▶ EXERCISE DESCRIPTION
Can you rescale the data below by writing out every line again, with each x and y coordinate multiplied by 1.55 and rounded to a whole number (halves round up), and with the pictures left out?

-- start --

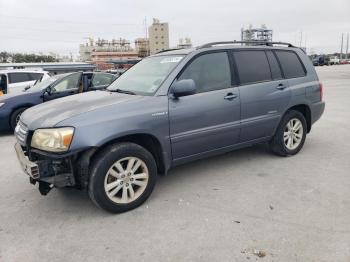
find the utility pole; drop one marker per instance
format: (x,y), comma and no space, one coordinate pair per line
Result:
(347,47)
(341,46)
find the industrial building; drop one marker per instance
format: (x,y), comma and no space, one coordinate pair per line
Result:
(158,36)
(256,34)
(185,43)
(118,53)
(53,68)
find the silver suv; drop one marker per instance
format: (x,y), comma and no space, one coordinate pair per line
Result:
(169,109)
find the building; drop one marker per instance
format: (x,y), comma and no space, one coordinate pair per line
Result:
(53,68)
(106,54)
(184,43)
(112,60)
(102,45)
(142,47)
(158,36)
(256,34)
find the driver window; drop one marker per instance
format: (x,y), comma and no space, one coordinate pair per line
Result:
(209,72)
(69,82)
(102,80)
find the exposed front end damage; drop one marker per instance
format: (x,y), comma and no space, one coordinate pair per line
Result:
(55,171)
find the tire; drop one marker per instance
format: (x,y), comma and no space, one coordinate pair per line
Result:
(15,117)
(106,172)
(287,141)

-- end --

▶ ANSWER FOR THE TASK
find the utility pole; drop one marker per instance
format: (x,y), comma and no space, one coordinate pair per line
Result:
(538,73)
(529,71)
find the industrial building; drop one marker per instance
format: (x,y), comma and no space, one coordinate pair per line
Result:
(245,56)
(397,53)
(287,67)
(183,82)
(82,105)
find the silver suv; drop one marker per instance
format: (x,y), comma and no space, one coordinate pair per line
Result:
(262,169)
find the building; drop one marker per instance
format: (x,y), comma and no space, one coordinate pair per line
Result:
(82,105)
(164,84)
(285,67)
(174,93)
(158,70)
(220,73)
(245,56)
(397,53)
find the driver window; drop one marker per instance
format: (x,y), comma and no space, one coordinate pair per line
Result:
(324,112)
(107,127)
(158,124)
find the exposed front end damage; drop one marker per instance
format: (x,y), comma and no space, one coordinate pair per line
Result:
(85,265)
find the tire; drop one marker per instance
format: (x,y), comma and no space, one coordinate pair per line
Result:
(23,181)
(164,267)
(445,219)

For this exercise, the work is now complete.